### DIRECTIONS
Nothing in the entries below may be altered; print them as they stand.

### RECORDS FOR THE TASK
━━━━
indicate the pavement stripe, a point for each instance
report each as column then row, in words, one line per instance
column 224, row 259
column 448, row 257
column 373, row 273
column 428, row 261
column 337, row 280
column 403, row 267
━━━━
### ANSWER TO THE PROBLEM
indicate the pavement stripe, a point for each instance
report each as column then row, in words, one line per instance
column 224, row 259
column 448, row 257
column 373, row 273
column 428, row 261
column 337, row 280
column 403, row 267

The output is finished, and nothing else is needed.